» Written instruction a:
In the entries, starting from the first one and ending with the line holding "692 449 794 528", inclusive, substitute "pixel coordinates" for every occurrence of "pixel coords". Return only those lines, with everything else left as it is.

» Text block:
# Is wallpaper border out of style?



## gma2rjc (Nov 21, 2008)

IMO, unless you're selling the house, if you like it put it up there. It's easy to do and not very expensive. 

Just remember to put sizing on the wall before you hang the border. It will make it very easy for you or someone else when it's time to take it down.

Just my 2 cents.


----------



## derf36 (Jul 4, 2009)

yep, wallpaper borders scream early '90's. Don't do it.... unless you really really really want to :no:


----------



## chrisn (Dec 23, 2007)

gma2rjc said:


> IMO, unless you're selling the house, if you like it put it up there. It's easy to do and not very expensive.
> 
> Just remember to put sizing on the wall before you hang the border. It will make it very easy for you or someone else when it's time to take it down.
> 
> Just my 2 cents.


 
I agree, it.s only out of style if you don't like it, also about PRIMING:whistling2: the wall first.


----------



## gma2rjc (Nov 21, 2008)

Sorry I didn't explain it very well. I meant the sizing used just before you apply the border to the wall. You can find it where the other wallpaper products are.


----------



## chrisn (Dec 23, 2007)

gma2rjc said:


> Sorry I didn't explain it very well. I meant the sizing used just before you apply the border to the wall. You can find it where the other wallpaper products are.


You explained it OK, it's just that the term "sizing" is not actually used anymore. It refers to the practice of applying an animal glue(size) to plaster walls before the application of wall paper back in the 20's through 50's. Priming is the proper terminology these days( no more animal glue is used), especially with the newer drywall. Real plaster and drywall are now primed using specific primers made for paper hanging.Please use these products and not paint primers and removal of papers will never again be a problem.:no:


----------



## nerd_flanders (Aug 5, 2009)

GO for it!
Wallpaper borders are un used these days but I think they should be used more often .


----------



## diy'er on LI (Jul 6, 2009)

like others, I will say you should put on your walls what ever you want! It's your home and as such, should please YOU... 

are they a bit out of style these days, yep. But they're also very easy to remove if properly installed... so go for what you like!


----------



## Rose Duffy (Jul 30, 2009)

I agree, if you really love a wallpaper boarder then go for it... a more updated look however would be crown moldings. Of course they are in a whole different price range.


----------

» Written instruction b:
In the forum thread about wallpaper borders, what does Rose Duffy suggest as a more updated look than a wallpaper border?

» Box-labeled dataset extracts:
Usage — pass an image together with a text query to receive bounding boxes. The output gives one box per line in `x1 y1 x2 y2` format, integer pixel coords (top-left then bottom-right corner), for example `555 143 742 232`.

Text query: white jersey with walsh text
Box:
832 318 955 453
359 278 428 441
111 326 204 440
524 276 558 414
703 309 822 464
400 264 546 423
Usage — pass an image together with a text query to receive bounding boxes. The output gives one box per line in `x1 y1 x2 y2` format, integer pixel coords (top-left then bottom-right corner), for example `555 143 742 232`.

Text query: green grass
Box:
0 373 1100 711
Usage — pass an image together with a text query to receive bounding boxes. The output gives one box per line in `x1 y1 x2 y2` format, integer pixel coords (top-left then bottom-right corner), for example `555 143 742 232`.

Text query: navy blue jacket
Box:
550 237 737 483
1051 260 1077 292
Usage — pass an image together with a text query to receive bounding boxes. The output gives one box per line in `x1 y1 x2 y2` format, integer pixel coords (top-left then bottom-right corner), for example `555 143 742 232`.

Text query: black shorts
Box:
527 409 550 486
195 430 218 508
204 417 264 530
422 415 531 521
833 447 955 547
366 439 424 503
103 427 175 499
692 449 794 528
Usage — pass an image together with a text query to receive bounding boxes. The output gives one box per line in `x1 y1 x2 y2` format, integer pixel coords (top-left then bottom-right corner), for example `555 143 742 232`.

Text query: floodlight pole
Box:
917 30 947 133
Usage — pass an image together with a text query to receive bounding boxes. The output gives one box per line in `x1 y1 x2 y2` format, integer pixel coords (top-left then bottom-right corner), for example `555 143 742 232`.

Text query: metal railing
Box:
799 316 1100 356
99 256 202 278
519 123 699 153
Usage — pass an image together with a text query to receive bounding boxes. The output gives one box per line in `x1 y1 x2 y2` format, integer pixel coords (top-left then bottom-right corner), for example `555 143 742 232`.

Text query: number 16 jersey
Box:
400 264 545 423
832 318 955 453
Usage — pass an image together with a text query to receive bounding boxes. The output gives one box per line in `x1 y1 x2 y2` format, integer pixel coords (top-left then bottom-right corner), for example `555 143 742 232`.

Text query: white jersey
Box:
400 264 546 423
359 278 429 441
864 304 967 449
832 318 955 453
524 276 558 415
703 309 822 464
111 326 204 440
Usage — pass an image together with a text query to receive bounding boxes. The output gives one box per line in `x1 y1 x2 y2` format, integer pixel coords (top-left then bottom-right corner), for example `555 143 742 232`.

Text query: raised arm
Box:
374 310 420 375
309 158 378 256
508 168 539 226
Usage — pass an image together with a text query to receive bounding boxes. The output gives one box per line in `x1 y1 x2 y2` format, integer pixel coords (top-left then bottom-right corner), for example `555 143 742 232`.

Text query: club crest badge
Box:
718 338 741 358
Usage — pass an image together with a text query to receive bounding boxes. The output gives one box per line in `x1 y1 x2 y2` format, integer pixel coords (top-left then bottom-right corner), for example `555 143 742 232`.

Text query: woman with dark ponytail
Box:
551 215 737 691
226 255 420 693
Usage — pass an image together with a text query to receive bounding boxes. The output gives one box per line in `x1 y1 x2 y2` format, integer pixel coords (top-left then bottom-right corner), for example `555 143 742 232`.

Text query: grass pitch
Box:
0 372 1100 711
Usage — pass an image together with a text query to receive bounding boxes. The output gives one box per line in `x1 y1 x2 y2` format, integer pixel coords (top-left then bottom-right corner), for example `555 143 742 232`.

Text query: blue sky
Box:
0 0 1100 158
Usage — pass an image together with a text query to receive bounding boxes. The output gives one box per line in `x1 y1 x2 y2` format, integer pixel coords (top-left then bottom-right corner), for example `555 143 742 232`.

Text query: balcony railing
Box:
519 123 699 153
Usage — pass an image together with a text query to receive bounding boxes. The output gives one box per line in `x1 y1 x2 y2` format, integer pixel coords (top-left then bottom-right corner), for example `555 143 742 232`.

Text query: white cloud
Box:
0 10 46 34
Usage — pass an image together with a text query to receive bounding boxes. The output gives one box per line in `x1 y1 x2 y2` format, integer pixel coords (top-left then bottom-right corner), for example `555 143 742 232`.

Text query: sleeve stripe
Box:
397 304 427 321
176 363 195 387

» Full answer a:
Usage — pass an image together with a text query to receive bounding boxes. The output gives one box per line in `x1 y1 x2 y2` format, integer pixel coordinates (top-left then bottom-right corner), for example `555 143 742 232`.

Text query: white jersey with walsh text
Box:
832 318 955 453
359 278 428 441
111 326 204 440
524 276 558 414
703 309 822 464
400 264 546 423
Usage — pass an image together with a text query to receive bounding boxes. The output gives one box per line in `x1 y1 x2 y2` format, integer pixel coordinates (top-left then bottom-right corner), for example `555 143 742 232`.

Text query: green grass
Box:
0 373 1100 711
Usage — pass an image together with a text query to receive bounding boxes. The output gives one box per line in `x1 y1 x2 y2` format, integer pixel coordinates (top-left then bottom-right corner), for example `555 143 742 232`.

Text query: navy blue jacket
Box:
550 237 737 483
1051 260 1077 292
Usage — pass an image together with a text query to receive bounding boxes. The output gives one box per line in `x1 y1 x2 y2` format, integer pixel coordinates (top-left then bottom-right corner), for example `555 143 742 232`.

Text query: black shorts
Box:
527 409 550 486
195 430 218 508
204 417 264 530
422 415 531 521
833 447 955 547
366 439 424 503
103 427 175 499
692 449 794 528

» Full answer b:
Crown moldings.